TASK DESCRIPTION: Reproduce the entries shown below only from the line with "Target: wine glass bowl" down to the line with "column 37, row 126", keeping both end lines and copying each one exactly.

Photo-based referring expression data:

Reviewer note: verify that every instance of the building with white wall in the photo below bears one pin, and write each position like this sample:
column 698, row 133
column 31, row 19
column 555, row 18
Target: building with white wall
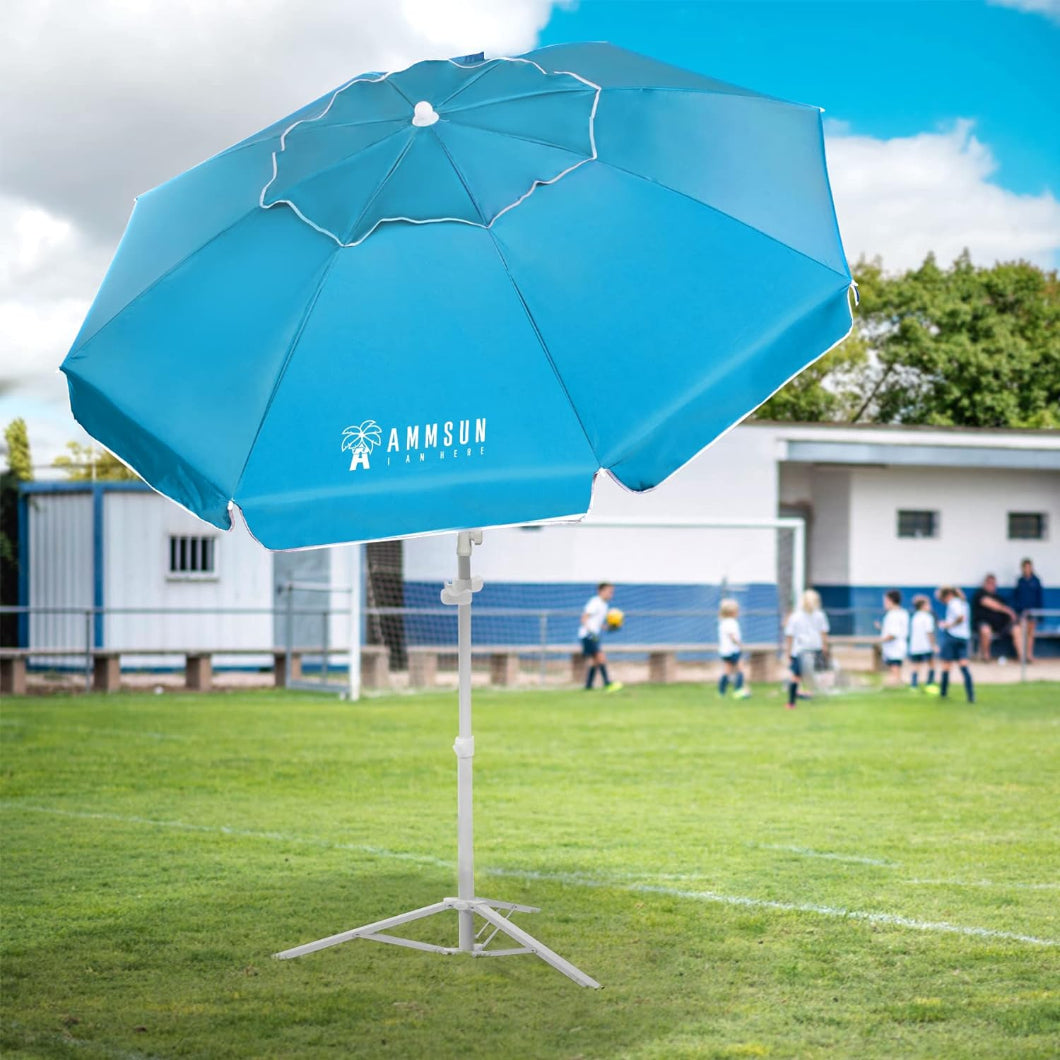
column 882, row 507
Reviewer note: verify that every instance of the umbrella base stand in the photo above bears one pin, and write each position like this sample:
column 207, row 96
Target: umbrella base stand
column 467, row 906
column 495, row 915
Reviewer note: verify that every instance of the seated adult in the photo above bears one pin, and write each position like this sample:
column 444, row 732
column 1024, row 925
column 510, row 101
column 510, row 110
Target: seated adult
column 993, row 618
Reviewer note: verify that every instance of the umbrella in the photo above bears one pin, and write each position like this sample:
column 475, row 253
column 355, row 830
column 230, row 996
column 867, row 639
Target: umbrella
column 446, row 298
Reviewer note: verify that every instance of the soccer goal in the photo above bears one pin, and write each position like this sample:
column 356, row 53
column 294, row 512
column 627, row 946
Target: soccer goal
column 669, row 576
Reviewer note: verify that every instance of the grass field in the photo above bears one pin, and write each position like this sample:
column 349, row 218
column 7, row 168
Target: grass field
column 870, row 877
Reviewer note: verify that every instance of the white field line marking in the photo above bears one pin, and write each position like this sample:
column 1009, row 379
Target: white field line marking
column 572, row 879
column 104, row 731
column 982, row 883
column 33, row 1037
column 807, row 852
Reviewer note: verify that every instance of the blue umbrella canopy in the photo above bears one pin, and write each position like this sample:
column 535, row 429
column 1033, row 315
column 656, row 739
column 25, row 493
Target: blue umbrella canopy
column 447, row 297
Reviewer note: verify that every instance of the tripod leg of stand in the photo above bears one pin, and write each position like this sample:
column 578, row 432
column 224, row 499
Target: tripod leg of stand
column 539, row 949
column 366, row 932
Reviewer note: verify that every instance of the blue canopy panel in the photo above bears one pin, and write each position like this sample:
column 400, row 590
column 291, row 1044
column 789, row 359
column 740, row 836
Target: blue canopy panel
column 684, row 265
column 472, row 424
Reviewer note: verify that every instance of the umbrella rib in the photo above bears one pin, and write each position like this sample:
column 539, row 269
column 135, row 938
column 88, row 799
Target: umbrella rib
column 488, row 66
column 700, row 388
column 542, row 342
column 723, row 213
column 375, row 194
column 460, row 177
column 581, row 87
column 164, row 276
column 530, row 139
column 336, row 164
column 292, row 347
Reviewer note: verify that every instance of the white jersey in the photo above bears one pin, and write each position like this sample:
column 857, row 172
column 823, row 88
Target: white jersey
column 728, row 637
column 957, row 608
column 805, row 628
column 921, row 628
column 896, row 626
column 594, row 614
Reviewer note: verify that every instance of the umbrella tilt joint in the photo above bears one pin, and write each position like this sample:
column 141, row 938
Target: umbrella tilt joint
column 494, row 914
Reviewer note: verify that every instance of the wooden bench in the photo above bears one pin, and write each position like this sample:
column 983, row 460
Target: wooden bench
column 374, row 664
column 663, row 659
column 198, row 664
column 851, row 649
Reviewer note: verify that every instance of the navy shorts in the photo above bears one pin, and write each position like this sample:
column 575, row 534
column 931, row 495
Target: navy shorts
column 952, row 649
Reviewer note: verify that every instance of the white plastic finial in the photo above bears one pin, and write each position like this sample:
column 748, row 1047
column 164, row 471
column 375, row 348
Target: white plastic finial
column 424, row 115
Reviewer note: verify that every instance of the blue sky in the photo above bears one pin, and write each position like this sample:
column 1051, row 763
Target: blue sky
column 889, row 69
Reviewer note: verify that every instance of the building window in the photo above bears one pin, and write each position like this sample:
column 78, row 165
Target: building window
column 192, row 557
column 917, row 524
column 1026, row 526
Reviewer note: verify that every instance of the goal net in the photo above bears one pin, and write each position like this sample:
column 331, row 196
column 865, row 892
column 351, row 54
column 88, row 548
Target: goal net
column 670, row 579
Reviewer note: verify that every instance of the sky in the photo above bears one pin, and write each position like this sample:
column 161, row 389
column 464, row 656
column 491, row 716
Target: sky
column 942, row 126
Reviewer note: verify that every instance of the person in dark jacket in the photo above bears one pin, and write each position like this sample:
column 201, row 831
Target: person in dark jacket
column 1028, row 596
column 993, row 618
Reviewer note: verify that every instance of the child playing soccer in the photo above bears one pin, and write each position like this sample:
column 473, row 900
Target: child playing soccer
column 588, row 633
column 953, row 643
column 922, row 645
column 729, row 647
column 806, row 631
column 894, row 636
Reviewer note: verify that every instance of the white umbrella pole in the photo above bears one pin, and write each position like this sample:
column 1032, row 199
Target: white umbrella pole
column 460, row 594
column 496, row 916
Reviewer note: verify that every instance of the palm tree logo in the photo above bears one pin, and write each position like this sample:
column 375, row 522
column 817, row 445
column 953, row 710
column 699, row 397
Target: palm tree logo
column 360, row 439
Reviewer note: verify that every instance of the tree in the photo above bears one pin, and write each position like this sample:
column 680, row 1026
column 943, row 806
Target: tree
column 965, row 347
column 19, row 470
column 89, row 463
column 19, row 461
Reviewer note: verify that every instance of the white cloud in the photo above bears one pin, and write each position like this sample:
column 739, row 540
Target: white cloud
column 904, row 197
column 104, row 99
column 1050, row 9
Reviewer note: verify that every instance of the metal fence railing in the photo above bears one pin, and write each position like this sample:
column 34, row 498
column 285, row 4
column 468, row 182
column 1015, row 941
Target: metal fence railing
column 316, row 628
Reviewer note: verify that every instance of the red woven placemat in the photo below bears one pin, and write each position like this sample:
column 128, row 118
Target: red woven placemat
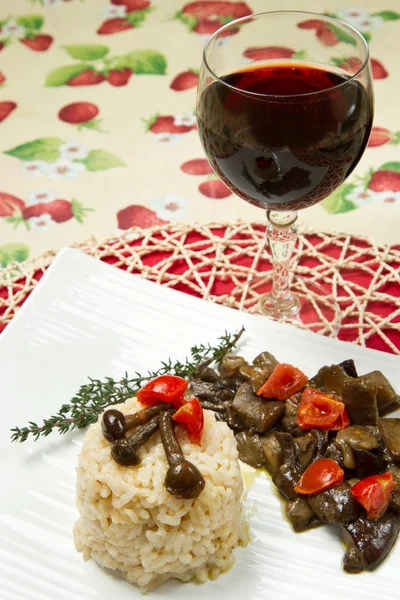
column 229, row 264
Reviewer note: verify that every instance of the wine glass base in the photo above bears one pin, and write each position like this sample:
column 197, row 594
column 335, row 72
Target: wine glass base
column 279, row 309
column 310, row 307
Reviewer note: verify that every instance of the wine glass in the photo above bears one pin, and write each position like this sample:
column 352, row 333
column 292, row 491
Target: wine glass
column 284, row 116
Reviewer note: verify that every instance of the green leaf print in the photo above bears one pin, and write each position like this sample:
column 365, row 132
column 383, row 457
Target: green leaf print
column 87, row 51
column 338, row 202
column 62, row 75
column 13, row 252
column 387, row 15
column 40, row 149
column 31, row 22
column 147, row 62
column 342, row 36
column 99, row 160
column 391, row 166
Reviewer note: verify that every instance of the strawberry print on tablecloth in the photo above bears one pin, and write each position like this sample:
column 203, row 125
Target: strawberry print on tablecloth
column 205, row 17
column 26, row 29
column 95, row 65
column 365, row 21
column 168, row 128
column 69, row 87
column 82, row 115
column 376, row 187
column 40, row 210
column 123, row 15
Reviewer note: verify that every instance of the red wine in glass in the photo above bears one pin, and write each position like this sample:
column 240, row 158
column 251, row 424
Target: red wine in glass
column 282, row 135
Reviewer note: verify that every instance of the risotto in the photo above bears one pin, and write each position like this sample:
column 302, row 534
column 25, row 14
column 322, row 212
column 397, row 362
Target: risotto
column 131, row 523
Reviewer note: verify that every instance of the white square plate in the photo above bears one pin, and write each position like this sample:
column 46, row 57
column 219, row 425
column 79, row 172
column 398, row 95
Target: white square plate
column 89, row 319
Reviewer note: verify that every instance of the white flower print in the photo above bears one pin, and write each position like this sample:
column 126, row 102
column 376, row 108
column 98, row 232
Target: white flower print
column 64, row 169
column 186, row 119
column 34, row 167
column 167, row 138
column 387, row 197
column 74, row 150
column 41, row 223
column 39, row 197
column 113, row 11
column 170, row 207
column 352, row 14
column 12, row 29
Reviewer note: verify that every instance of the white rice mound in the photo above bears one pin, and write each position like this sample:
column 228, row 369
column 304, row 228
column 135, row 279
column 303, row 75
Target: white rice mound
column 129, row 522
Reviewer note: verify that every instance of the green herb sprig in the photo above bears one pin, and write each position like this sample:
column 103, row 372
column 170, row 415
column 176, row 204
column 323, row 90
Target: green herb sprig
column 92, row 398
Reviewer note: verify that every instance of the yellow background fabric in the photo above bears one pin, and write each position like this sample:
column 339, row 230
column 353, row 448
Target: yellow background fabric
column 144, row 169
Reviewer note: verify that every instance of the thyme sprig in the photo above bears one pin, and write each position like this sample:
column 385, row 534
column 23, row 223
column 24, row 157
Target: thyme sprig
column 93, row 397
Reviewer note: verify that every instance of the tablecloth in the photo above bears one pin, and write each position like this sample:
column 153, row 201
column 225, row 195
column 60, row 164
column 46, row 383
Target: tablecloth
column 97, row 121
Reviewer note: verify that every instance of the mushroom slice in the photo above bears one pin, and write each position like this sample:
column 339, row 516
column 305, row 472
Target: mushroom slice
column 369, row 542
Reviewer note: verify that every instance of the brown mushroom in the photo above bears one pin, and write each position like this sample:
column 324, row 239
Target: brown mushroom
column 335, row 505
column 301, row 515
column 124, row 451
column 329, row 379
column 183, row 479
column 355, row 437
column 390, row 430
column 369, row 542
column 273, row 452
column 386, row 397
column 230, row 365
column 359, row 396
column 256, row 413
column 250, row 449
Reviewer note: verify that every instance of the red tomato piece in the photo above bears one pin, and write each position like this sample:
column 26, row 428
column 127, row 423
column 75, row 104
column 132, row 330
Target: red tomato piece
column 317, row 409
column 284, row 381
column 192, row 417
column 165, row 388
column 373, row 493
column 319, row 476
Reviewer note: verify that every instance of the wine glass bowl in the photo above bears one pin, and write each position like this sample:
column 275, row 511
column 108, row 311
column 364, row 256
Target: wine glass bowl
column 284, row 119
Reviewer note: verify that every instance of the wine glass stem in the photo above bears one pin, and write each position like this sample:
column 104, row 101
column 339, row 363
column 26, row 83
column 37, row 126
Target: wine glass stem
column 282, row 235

YOUR SOLUTION:
Target: wine glass bowl
column 284, row 119
Reviewer note: verify that every instance of the wine glass stem in the photo above bears one pin, and write each position like this sample:
column 104, row 101
column 339, row 363
column 26, row 83
column 37, row 126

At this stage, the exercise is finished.